Brief >> Please reproduce the entries starting at the line that contains "Where can the forest" and ending with the last entry, requests included. Shift each answer point by adding 5 to both of its pixel coordinates.

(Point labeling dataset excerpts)
·····

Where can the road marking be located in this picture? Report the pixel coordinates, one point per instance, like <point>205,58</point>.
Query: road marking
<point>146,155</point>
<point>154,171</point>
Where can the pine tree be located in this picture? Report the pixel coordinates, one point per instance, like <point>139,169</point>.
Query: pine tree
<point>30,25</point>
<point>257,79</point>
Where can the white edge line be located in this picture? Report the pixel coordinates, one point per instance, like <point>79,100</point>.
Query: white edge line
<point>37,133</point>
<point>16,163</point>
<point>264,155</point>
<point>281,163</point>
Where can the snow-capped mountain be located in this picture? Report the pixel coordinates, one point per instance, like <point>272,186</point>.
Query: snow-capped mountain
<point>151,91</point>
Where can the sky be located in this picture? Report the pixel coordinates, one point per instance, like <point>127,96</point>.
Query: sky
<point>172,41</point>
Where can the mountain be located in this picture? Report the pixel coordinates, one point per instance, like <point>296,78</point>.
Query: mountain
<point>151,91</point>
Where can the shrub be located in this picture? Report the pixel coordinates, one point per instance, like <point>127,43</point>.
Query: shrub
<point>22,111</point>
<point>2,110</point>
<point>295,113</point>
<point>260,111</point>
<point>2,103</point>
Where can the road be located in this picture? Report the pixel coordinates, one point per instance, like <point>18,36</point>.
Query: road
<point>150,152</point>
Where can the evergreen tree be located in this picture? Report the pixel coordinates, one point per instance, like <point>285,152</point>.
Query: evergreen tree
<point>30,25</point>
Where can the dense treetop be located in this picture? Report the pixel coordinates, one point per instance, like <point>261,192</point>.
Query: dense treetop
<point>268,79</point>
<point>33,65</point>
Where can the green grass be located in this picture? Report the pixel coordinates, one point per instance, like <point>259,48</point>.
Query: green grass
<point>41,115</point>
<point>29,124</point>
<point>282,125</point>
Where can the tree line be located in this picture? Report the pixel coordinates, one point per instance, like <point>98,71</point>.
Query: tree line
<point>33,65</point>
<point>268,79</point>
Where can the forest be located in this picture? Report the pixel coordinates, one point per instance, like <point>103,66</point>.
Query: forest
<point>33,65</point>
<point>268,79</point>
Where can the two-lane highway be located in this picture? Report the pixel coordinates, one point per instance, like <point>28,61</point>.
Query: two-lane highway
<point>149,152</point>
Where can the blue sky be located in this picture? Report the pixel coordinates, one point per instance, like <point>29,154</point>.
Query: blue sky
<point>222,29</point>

·····

Expected output >>
Where can the forest be located in this picture? Report the pixel coordinates, one point per instance, like <point>103,66</point>.
Query: forest
<point>38,70</point>
<point>273,84</point>
Where can the two-lane highway be located in this picture? Report the pixel coordinates, one point per instance, like <point>28,61</point>.
Query: two-lane highway
<point>154,157</point>
Where can the blue sky be located in this picture? Report the pixel coordinates, one point per instance, like <point>29,154</point>.
Query: blue sky
<point>227,34</point>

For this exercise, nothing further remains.